▸ AIM OF THE TASK
Whenever a line in this data holds the word "handle", report that line in full.

▸ PROVIDED ENTRIES
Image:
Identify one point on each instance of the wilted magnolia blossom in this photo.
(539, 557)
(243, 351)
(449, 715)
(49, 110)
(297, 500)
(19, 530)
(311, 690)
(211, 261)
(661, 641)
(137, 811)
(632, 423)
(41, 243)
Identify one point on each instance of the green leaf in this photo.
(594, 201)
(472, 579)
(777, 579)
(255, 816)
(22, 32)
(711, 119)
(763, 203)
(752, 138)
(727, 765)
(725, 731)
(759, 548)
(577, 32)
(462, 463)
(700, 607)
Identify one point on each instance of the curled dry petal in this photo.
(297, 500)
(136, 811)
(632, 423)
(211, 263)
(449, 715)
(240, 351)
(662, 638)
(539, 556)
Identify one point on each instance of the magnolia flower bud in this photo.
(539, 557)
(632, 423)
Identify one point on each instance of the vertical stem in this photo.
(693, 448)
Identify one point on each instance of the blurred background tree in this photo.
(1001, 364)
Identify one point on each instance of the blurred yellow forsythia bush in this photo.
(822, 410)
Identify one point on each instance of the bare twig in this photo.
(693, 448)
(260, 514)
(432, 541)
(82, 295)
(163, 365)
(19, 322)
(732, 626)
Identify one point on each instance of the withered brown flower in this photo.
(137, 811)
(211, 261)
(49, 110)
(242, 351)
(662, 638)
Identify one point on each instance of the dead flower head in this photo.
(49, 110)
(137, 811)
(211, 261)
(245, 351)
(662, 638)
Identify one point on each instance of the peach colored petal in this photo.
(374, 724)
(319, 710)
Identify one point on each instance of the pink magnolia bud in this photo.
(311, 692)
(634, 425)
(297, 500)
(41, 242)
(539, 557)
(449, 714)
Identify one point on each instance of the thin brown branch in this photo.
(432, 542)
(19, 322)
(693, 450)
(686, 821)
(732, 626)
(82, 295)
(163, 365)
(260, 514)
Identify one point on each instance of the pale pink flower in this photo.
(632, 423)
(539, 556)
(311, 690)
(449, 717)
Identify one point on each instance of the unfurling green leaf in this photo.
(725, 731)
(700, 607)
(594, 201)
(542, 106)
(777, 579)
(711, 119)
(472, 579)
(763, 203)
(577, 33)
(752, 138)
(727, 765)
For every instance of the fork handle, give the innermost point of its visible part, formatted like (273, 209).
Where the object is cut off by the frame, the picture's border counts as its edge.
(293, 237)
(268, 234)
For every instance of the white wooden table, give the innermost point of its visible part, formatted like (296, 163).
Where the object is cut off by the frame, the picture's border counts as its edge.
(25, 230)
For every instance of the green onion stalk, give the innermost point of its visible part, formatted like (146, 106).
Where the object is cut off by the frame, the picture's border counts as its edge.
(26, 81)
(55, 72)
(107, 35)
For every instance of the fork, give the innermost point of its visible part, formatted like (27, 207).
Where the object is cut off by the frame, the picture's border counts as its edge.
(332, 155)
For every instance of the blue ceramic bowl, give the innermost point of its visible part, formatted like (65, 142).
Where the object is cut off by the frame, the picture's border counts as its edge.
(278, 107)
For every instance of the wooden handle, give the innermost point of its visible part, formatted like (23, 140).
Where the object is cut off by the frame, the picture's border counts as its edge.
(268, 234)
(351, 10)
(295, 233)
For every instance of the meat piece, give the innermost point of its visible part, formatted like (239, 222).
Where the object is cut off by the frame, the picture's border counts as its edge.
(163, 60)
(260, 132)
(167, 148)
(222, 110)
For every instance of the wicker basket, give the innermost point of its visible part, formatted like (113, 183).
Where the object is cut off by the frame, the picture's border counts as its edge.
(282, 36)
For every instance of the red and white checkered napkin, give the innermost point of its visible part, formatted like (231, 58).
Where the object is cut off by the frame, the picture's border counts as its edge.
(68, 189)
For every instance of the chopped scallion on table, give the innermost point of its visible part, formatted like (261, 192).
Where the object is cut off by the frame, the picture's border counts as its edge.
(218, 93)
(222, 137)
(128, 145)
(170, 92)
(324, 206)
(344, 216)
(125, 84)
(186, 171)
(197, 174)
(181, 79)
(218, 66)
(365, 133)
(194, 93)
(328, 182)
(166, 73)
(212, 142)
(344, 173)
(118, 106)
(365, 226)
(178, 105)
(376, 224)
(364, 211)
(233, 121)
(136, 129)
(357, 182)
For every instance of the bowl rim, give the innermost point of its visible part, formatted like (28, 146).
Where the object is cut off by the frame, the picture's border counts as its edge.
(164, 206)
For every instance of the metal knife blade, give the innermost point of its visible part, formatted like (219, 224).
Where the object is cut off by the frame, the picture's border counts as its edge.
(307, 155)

▸ YOUR SOLUTION
For every instance of the fork handle, give the innermost point of its visible part, formatted like (273, 209).
For every instance of the wooden handle, give the innermost point of its visible part, formatted like (23, 140).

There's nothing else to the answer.